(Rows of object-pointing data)
........

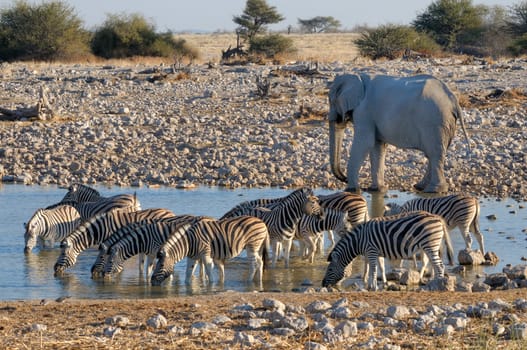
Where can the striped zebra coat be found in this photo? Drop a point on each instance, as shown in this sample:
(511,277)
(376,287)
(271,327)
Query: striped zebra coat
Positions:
(142,238)
(214,241)
(310,229)
(354,204)
(50,225)
(393,237)
(82,193)
(282,220)
(457,210)
(89,202)
(96,230)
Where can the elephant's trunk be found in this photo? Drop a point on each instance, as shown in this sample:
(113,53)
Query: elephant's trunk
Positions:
(336,133)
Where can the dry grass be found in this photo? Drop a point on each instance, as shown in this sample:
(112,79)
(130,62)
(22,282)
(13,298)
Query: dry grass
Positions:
(80,324)
(323,47)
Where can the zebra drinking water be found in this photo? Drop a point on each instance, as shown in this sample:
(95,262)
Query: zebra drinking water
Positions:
(393,237)
(310,229)
(98,228)
(143,237)
(50,225)
(457,210)
(215,241)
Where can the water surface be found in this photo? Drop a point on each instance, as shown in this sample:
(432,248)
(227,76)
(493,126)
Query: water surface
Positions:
(31,276)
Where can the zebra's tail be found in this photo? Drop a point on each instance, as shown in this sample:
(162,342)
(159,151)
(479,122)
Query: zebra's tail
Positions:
(265,252)
(448,243)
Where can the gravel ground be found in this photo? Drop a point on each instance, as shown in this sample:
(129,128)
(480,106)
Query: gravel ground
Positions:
(209,125)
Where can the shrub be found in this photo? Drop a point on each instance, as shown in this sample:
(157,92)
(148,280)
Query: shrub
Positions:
(270,45)
(391,41)
(49,31)
(131,35)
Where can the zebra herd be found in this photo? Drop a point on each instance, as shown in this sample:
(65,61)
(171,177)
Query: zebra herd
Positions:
(120,229)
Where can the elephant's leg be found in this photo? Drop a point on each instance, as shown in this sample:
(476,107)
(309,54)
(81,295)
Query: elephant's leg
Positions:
(377,156)
(437,183)
(425,180)
(362,143)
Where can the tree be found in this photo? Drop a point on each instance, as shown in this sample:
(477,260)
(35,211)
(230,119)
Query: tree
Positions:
(451,22)
(255,18)
(517,21)
(49,31)
(319,24)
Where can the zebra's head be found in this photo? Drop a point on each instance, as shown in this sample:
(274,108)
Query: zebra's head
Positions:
(33,228)
(392,209)
(312,206)
(66,258)
(334,271)
(344,226)
(164,268)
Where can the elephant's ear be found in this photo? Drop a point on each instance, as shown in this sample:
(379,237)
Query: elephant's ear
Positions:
(346,94)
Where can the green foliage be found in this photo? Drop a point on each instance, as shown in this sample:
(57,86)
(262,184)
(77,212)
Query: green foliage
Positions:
(517,21)
(49,31)
(319,24)
(519,45)
(271,45)
(451,23)
(390,41)
(255,18)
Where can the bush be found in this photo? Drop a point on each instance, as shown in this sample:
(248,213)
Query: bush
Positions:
(48,32)
(519,46)
(270,45)
(131,35)
(391,41)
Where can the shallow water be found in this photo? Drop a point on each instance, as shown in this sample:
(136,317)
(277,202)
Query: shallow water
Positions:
(31,276)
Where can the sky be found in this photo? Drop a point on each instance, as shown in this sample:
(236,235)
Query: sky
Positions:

........

#### Aim
Retype all of the material above line for line without changing anything, and leave the pictures out.

#### Solved exercise
Where can the striped zebra coat be found in this photo? Drop a point on each instance, as shown in this sample:
(511,277)
(376,287)
(271,327)
Query: striped zebra coat
Positions:
(142,238)
(214,241)
(310,229)
(354,204)
(50,225)
(393,237)
(82,193)
(282,220)
(457,210)
(89,202)
(96,230)
Where can the elephant's trunk be found in this photo? Drop a point on each instance, as shown in this sample:
(113,53)
Query: elephant's trunk
Positions:
(336,133)
Where can the dry grass be found in this photo? Drop a point on each instance, as shown in this sample:
(112,79)
(130,62)
(22,282)
(13,298)
Query: dry grass
Positions:
(80,324)
(323,47)
Where can the zebra drinking water be found in this photo? Drop a point on each instance, as shown in this sample:
(95,262)
Query: zebra drinking water
Positions:
(393,237)
(310,229)
(98,228)
(143,237)
(50,225)
(457,210)
(215,241)
Where can the water surface be found in this photo? Drop a point on each instance, as shown in this sample:
(432,248)
(227,76)
(493,126)
Query: water surface
Positions:
(31,276)
Where can the zebra's tail be found in this photo? Drop a point on each instance, as shown in this sample:
(162,342)
(159,151)
(479,122)
Query: zebra's tail
Positions:
(265,252)
(448,243)
Where can the gravel ground be found in this photo? Drop a point on each instance, as shown in this sample:
(129,128)
(480,106)
Query: gravel ground
Positions:
(209,125)
Where can the shrub be found in this photo? Drop a point on each instance, as shown in this sample:
(157,92)
(148,280)
Query: shrub
Positions:
(270,45)
(391,41)
(49,31)
(131,35)
Where can the zebra herd be found in this photo? Drop a point on each instance, as shown in this sample:
(65,61)
(171,177)
Query: zebra herd
Positions:
(120,229)
Where can the elephant's leg be found in this photo? Drop a point on each instance, as shown in this sample:
(476,107)
(309,54)
(81,295)
Query: elephant's leg
Positions:
(377,156)
(437,183)
(425,180)
(362,143)
Where can the tree be found in this photo? Drop a point on each instance, as shown in this sample:
(477,260)
(35,211)
(230,119)
Query: tree
Positions:
(451,22)
(255,18)
(517,21)
(49,31)
(319,24)
Where can the zebra's head be found in this photo? Drop a point on each instance, as shown in this sample:
(274,108)
Query: zebra's head
Positions:
(33,228)
(392,209)
(312,206)
(66,258)
(334,271)
(344,226)
(164,268)
Where can the elephant's ear be found in this photo? Drop a point on each instance, as shown in this sample:
(379,237)
Query: elephant's ear
Positions:
(346,94)
Where can the green foliage be found in this photo? Drop a point on each instance, as shown in this sample:
(57,86)
(262,184)
(77,212)
Query: green foliage
Positions:
(517,21)
(49,31)
(319,24)
(519,45)
(271,45)
(451,23)
(390,41)
(255,18)
Where can the bush be found in this photo? Drop a point on each instance, as shown in this sample:
(248,213)
Query: bush
Positions:
(48,32)
(519,46)
(270,45)
(131,35)
(391,41)
Where can the shallow water be found in this photo? Drop a point on each instance, as shown in this sample:
(136,317)
(277,202)
Query: shallow water
Positions:
(31,276)
Where can the sky be found in this photo? Drop a point on each instance, as shown in this sample:
(236,235)
Query: sky
Positions:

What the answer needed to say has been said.